__STATED TASK__
Rewrite the lines from the one containing "In this exercise you will spot the red" through the end of the records, inclusive, changing "red tape" to "striped tape" and leaving everything else unchanged.

Pointing records:
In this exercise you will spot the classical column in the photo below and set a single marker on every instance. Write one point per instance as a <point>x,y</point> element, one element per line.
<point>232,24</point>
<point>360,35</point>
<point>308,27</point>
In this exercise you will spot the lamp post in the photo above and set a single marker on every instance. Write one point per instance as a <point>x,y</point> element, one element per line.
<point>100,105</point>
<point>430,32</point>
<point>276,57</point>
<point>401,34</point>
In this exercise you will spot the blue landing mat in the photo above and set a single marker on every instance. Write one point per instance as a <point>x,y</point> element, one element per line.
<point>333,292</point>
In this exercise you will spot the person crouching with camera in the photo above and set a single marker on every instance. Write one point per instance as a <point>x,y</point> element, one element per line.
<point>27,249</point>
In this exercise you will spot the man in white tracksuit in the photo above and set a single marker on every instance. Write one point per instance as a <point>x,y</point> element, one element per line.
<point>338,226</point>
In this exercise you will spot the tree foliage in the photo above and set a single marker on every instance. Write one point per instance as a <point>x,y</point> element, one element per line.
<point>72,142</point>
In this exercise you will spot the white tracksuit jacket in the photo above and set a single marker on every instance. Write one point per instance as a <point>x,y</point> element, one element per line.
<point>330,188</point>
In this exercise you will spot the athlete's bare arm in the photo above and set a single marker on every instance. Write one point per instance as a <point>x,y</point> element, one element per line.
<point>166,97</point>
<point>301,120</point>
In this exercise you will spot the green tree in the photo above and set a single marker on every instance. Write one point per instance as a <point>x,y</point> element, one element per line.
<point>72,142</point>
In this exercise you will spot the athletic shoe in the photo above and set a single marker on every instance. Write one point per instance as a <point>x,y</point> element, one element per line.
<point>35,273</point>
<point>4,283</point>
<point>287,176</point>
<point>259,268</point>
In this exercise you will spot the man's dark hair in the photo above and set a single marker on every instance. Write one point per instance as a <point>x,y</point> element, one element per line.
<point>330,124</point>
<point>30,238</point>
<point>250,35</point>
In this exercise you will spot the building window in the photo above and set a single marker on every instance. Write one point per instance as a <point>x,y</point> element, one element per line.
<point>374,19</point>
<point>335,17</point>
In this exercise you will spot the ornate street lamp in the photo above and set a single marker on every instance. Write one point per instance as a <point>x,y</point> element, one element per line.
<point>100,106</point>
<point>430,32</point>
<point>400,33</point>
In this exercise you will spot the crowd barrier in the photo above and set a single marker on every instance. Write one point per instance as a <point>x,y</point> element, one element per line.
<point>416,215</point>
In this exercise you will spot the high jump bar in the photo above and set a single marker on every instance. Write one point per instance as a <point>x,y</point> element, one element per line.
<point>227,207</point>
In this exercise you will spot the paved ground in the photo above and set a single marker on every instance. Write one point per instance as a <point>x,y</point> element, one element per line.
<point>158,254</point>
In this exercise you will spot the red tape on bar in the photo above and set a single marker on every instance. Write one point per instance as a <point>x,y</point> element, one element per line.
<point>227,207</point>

__RIGHT ANSWER__
In this exercise you will spot the striped tape on bar in the photo above and set a single marker on every instance. Write one point per instance as a <point>x,y</point> element, one element per line.
<point>227,207</point>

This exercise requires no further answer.